■ Exercise
Your answer must be an exact transcription of the data, with every picture omitted.

Image point grounding data
↓

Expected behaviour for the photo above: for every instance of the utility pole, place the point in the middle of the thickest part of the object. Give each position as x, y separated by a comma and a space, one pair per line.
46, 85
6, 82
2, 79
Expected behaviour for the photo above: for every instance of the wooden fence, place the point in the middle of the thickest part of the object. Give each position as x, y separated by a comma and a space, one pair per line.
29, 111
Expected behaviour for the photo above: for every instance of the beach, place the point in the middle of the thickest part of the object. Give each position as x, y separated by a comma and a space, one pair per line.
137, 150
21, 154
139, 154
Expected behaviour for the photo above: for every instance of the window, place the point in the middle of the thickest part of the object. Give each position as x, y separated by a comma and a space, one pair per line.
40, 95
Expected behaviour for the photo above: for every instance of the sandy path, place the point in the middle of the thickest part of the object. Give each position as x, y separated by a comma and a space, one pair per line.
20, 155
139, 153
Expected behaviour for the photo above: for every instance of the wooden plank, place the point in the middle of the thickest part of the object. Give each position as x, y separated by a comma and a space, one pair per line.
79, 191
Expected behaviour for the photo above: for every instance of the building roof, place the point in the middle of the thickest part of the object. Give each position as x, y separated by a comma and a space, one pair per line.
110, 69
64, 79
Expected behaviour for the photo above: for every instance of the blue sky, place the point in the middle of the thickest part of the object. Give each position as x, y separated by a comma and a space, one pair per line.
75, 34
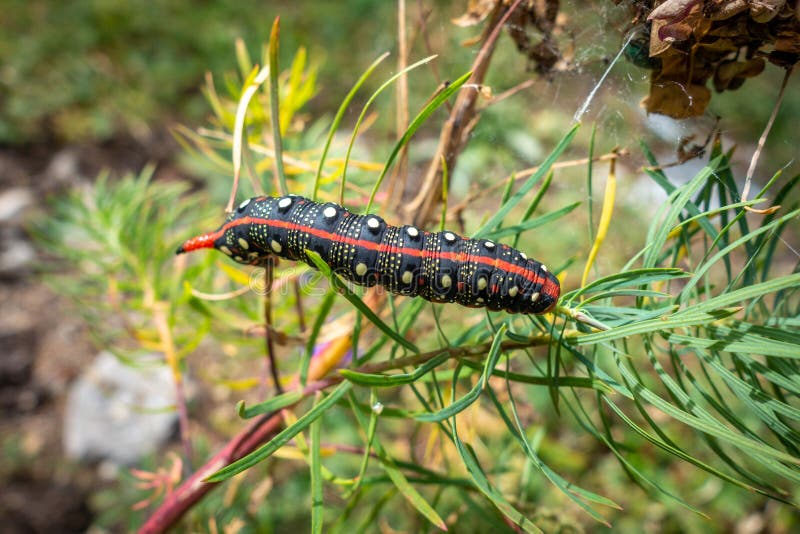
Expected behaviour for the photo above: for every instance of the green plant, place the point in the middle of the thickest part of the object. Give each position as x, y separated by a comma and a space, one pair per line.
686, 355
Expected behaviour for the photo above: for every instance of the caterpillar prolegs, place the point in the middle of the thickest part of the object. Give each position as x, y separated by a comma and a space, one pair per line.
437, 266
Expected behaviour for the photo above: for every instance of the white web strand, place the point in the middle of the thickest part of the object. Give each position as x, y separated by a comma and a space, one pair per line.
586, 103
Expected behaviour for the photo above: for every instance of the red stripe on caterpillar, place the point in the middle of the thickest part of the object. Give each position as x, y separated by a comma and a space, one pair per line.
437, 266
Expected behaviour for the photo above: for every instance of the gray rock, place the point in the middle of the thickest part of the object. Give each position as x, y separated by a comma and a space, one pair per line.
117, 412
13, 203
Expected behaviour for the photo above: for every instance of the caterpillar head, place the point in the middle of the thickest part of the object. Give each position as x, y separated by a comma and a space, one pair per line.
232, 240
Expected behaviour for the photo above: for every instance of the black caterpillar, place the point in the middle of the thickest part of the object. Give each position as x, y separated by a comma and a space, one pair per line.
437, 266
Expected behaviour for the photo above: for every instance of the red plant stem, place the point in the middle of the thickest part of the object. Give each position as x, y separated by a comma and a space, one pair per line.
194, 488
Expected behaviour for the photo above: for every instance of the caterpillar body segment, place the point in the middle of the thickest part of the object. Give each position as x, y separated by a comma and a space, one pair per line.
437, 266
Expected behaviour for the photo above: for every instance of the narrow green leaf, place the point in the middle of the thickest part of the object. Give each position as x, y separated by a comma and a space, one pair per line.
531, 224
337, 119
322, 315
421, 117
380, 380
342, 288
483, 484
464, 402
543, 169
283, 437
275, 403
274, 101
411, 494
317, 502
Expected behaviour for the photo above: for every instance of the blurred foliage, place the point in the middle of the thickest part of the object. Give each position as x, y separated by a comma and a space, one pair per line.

↑

■ Response box
Expected behaviour for the photo above: for every instance of the utility pole, place the point in the middle of the thickest part of the object. Give each position as x, y separated by a comma and a space, one pair per line.
46, 85
6, 82
2, 79
Expected behaviour for the photo above: for every instance of the wooden fence, place the point in the middle of the thickest part of the object. Give each position as x, y separated by a comma and a space, one pair per line.
29, 111
Expected behaviour for the photo above: for every instance of the beach, place the point in the middle of the thickest part of the object. Give each position as x, y separated by a comma and a space, one pair per line.
137, 150
21, 154
139, 154
Expected behaviour for the photo above: for every instance of the window, place the point in the middle of the thickest part of the object. Give each position as x, y separated by a comma and a space, one pair per line.
40, 95
Expected behaviour for the photo above: for every instance of the sandy path, place the point in the middle of the thickest part of the object. Give each position as x, y separated by a comma and a space, one pair per line.
20, 155
139, 153
Expected behaviour for the photo above: for every instance of the wooden plank, place the point in the middle of the thickest part of the object. Give each position as x, y separated by a comma and a space, one pair per line.
79, 191
Expected behaviour for the photo above: for every instance of the building roof, place the point in the middle of the thickest part of the object. Give each position as x, y separated by a comma and a space, one pair per line.
110, 69
64, 79
Expected behaviour for the photo above: for every instance of the blue sky, place the point in the middle of the thickest part of the object. Give each position as x, y separated by a comma and a space, one pair per line.
75, 34
Expected behaviour for the photo above: for every instance of the green plant, place the point in the middle of the thickest part of the object. Give each position as x, y separated by a comma and a space, one pair per line.
686, 355
Expected behaviour for the photo above: for every instance of the caterpillar prolegs, place the point in the middle of the thickest part of the object. Give each position as x, y separated by a comma and a space, one pair per line.
437, 266
Expected behaviour for the photo above: for every instance of the white web strand, place the point in the middle of the thickest part of the object. Give each position as x, y separated by a comma and a space, one pair per line.
586, 103
Expected behaviour for the photo above: for every instance of the red stripe on caterpillar, place the point in the middle of the thickest part of the object. Give each position as x, y separated by a comma and a space, one pair per line.
437, 266
Expected behaviour for the photo above: for every instance of the gray rock, place the point in the middle of the thickest part of the object. Give each position as x, y separated by a comma and a space, one pair per line.
117, 412
13, 203
Expected behaviour for the photo above: for every instance of the caterpillar head, place the point in the middle of the thickest part of the object. Give each position as x, y separated by a comma and a space, one pair per line.
232, 240
Expected behaviour for the photo above: for every instance of the black caterpillar, place the point in the middle of the thickest part of the object. Give each position as x, y separated by a comma and a space, one pair per line.
437, 266
Expected behaviour for the photo above: for every instance of the red plant stem, place the point in the middle of the thickest part of the object. Give each position as x, y separated by a comma and a space, one pair per line.
194, 488
Expected behaviour for the photo above: for every instance of the caterpillar body segment, place the point in the middle of the thickest part of the object. Give each position as x, y separated by a comma and a space, one pair per line.
437, 266
Expected behaviour for the photo above: for every instance of the narrow green leaf, place the point in the middle of the thickest part of the object. Give each position as x, y separated by a comma and a space, one pair per line.
531, 224
337, 119
322, 315
421, 117
380, 380
342, 288
483, 484
464, 402
543, 169
283, 437
275, 403
274, 101
411, 494
317, 502
Expected behaviour for the photo above: for every instance of the blurred foliage, place the point in the middle of the thickest part of the object. Give each position as x, y separated by a comma and a space, one pair per line.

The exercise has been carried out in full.